## Task directions
Would you restate each entry word for word, omitting the pictures?

## Material provided
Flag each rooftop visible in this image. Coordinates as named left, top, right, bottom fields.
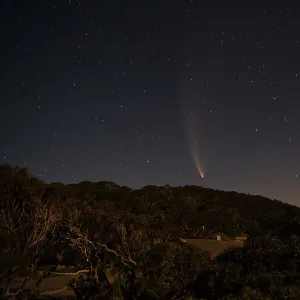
left=183, top=238, right=244, bottom=259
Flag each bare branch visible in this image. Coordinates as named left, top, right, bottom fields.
left=39, top=286, right=69, bottom=296
left=65, top=219, right=137, bottom=267
left=0, top=188, right=63, bottom=298
left=50, top=270, right=90, bottom=276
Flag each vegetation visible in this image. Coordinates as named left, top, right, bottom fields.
left=1, top=164, right=300, bottom=299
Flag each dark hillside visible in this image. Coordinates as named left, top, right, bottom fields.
left=1, top=164, right=299, bottom=240
left=34, top=178, right=300, bottom=240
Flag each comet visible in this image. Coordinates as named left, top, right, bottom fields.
left=178, top=63, right=206, bottom=180
left=188, top=133, right=205, bottom=179
left=180, top=97, right=205, bottom=179
left=192, top=148, right=205, bottom=179
left=191, top=148, right=205, bottom=179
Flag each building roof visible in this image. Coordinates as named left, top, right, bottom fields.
left=184, top=238, right=244, bottom=259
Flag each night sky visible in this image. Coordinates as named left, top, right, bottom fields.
left=1, top=0, right=300, bottom=205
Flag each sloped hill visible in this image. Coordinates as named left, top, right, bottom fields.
left=1, top=164, right=300, bottom=240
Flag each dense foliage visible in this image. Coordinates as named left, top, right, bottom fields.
left=1, top=164, right=300, bottom=299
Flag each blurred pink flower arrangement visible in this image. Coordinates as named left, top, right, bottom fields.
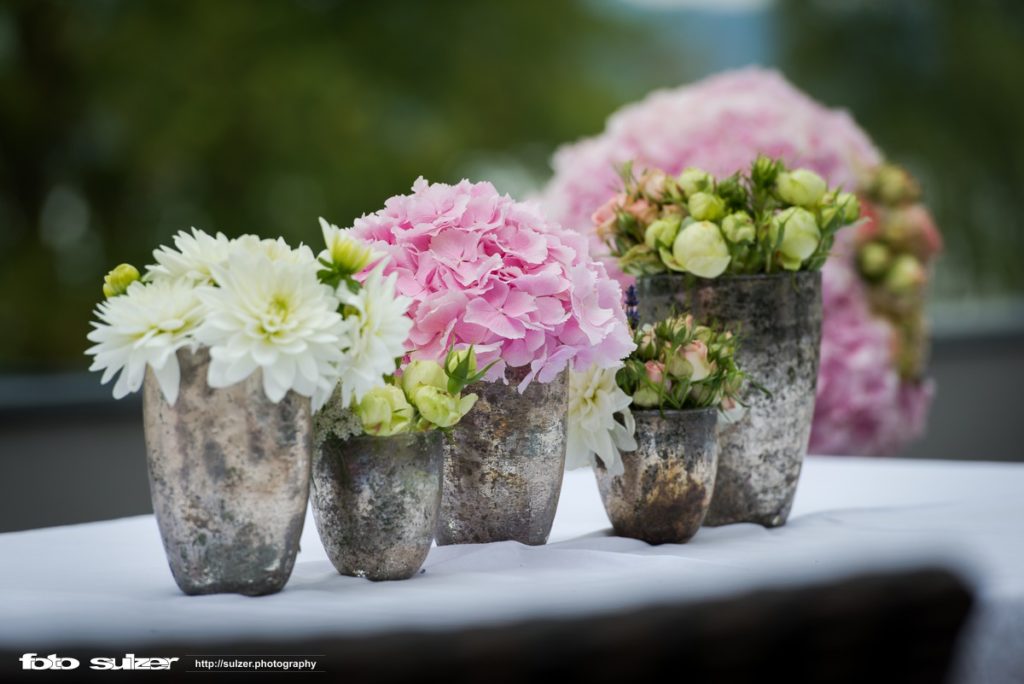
left=351, top=177, right=634, bottom=392
left=542, top=66, right=940, bottom=456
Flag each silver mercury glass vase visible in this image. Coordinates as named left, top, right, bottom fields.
left=142, top=348, right=311, bottom=596
left=436, top=366, right=568, bottom=546
left=311, top=430, right=443, bottom=581
left=635, top=272, right=822, bottom=528
left=596, top=408, right=718, bottom=544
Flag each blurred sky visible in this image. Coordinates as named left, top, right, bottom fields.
left=1, top=0, right=1022, bottom=370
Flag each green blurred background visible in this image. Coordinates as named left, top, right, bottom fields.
left=2, top=0, right=1023, bottom=370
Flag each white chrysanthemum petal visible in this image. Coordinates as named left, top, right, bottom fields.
left=194, top=248, right=346, bottom=403
left=566, top=364, right=636, bottom=474
left=85, top=279, right=203, bottom=404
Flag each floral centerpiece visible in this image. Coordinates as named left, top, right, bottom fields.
left=542, top=66, right=940, bottom=457
left=86, top=226, right=409, bottom=595
left=589, top=157, right=855, bottom=528
left=348, top=177, right=635, bottom=545
left=575, top=313, right=746, bottom=544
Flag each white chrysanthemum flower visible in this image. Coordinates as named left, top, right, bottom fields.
left=196, top=250, right=349, bottom=406
left=86, top=279, right=204, bottom=403
left=147, top=227, right=233, bottom=284
left=318, top=217, right=375, bottom=275
left=232, top=234, right=317, bottom=266
left=331, top=261, right=413, bottom=408
left=566, top=364, right=637, bottom=477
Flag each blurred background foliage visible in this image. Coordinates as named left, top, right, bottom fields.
left=1, top=0, right=1022, bottom=370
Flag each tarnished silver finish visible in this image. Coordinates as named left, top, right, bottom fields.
left=311, top=430, right=443, bottom=581
left=596, top=408, right=718, bottom=544
left=142, top=348, right=311, bottom=596
left=635, top=272, right=822, bottom=527
left=437, top=366, right=568, bottom=546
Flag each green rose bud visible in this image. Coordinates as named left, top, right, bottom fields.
left=687, top=192, right=726, bottom=221
left=665, top=354, right=693, bottom=380
left=871, top=164, right=921, bottom=206
left=102, top=263, right=140, bottom=299
left=858, top=242, right=892, bottom=278
left=752, top=155, right=782, bottom=187
left=771, top=207, right=821, bottom=271
left=884, top=254, right=926, bottom=293
left=721, top=211, right=756, bottom=244
left=401, top=360, right=447, bottom=401
left=644, top=215, right=682, bottom=249
left=444, top=348, right=477, bottom=377
left=414, top=386, right=476, bottom=428
left=676, top=167, right=714, bottom=197
left=632, top=386, right=661, bottom=408
left=672, top=221, right=732, bottom=279
left=821, top=190, right=861, bottom=226
left=357, top=385, right=414, bottom=436
left=776, top=169, right=827, bottom=208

## Written response
Flag each rooftop visible in this image. Coordinates as named left, top, right, bottom fields.
left=183, top=238, right=244, bottom=259
Flag each bare branch visible in this image. Coordinates as named left, top, right, bottom fields.
left=39, top=286, right=69, bottom=296
left=65, top=219, right=137, bottom=267
left=0, top=188, right=63, bottom=298
left=50, top=270, right=90, bottom=276
Flag each vegetation visible in this image. Coordinates as named left, top, right, bottom fields.
left=1, top=164, right=300, bottom=299
Flag each dark hillside visible in this image. Coordinates as named left, top, right, bottom fields.
left=1, top=164, right=299, bottom=240
left=34, top=178, right=300, bottom=240
Flag each comet visible in this image. Coordinates as named left, top, right, bottom fields.
left=178, top=63, right=206, bottom=180
left=188, top=133, right=205, bottom=179
left=180, top=97, right=205, bottom=179
left=192, top=148, right=205, bottom=179
left=191, top=148, right=205, bottom=179
Flag each building roof visible in this image. Coordinates as named left, top, right, bottom fields.
left=184, top=238, right=244, bottom=259
Flag each night sky visible in this image. Coordinates as named left, top, right, bottom fields.
left=1, top=0, right=300, bottom=205
Flag each sloped hill visible in this image. Coordinates as named left, top, right, bottom fields.
left=1, top=164, right=300, bottom=240
Flag each dense foliage visible in this image. Coordinates as named left, top, right, bottom fields.
left=1, top=164, right=300, bottom=299
Flag each blurred pink flower arrangement visible in this image. Coordinates as named left, top, right, bottom fields.
left=351, top=177, right=634, bottom=392
left=542, top=66, right=940, bottom=456
Flag each silver mercury glass vase visible in this image. Coordinates as named left, top, right, bottom fields.
left=142, top=348, right=311, bottom=596
left=436, top=366, right=568, bottom=546
left=311, top=430, right=443, bottom=581
left=635, top=272, right=822, bottom=528
left=596, top=408, right=718, bottom=544
Flag each blurred sky visible in this image. Coordinates as named left, top, right, bottom fields.
left=1, top=0, right=1022, bottom=370
Flag each green blurred background visible in this image. Coordinates as named left, top, right, bottom fields.
left=2, top=0, right=1023, bottom=370
Flag each white chrysanthemum petal visible in this image. Coordinates as named left, top, right, bottom fields.
left=194, top=248, right=346, bottom=403
left=566, top=364, right=636, bottom=474
left=85, top=279, right=203, bottom=404
Flag each floral centerpiece visible in this image. Coordinates as named left, top, right, bottom fields.
left=542, top=66, right=940, bottom=457
left=86, top=226, right=409, bottom=595
left=589, top=157, right=855, bottom=528
left=348, top=177, right=635, bottom=545
left=575, top=313, right=746, bottom=544
Flag each white chrysanthemum flower visible in this image. Coordinates as named left, top, right, bottom fields.
left=196, top=250, right=349, bottom=406
left=86, top=279, right=204, bottom=403
left=147, top=227, right=233, bottom=284
left=318, top=217, right=375, bottom=275
left=232, top=234, right=317, bottom=266
left=331, top=261, right=413, bottom=408
left=566, top=364, right=637, bottom=477
Flag each blurred background foliage visible in this image. Coordinates as named left, top, right, bottom fields.
left=1, top=0, right=1022, bottom=370
Flag each tarnished silver finish visible in this image. Coordinates as named left, top, right, bottom fields.
left=311, top=430, right=443, bottom=581
left=596, top=408, right=718, bottom=544
left=142, top=348, right=311, bottom=596
left=635, top=272, right=822, bottom=527
left=437, top=366, right=568, bottom=546
Flag each green rose bud visible in this image. Coordinates as named left, top, right, bottom fields.
left=687, top=192, right=726, bottom=221
left=665, top=354, right=693, bottom=380
left=871, top=164, right=921, bottom=206
left=102, top=263, right=140, bottom=299
left=858, top=242, right=892, bottom=278
left=752, top=155, right=782, bottom=187
left=771, top=207, right=821, bottom=271
left=884, top=254, right=926, bottom=293
left=721, top=211, right=756, bottom=244
left=401, top=360, right=447, bottom=401
left=644, top=215, right=682, bottom=249
left=444, top=348, right=477, bottom=377
left=414, top=386, right=476, bottom=428
left=676, top=167, right=714, bottom=197
left=632, top=386, right=661, bottom=408
left=672, top=221, right=732, bottom=279
left=821, top=190, right=861, bottom=226
left=357, top=385, right=414, bottom=436
left=776, top=169, right=827, bottom=208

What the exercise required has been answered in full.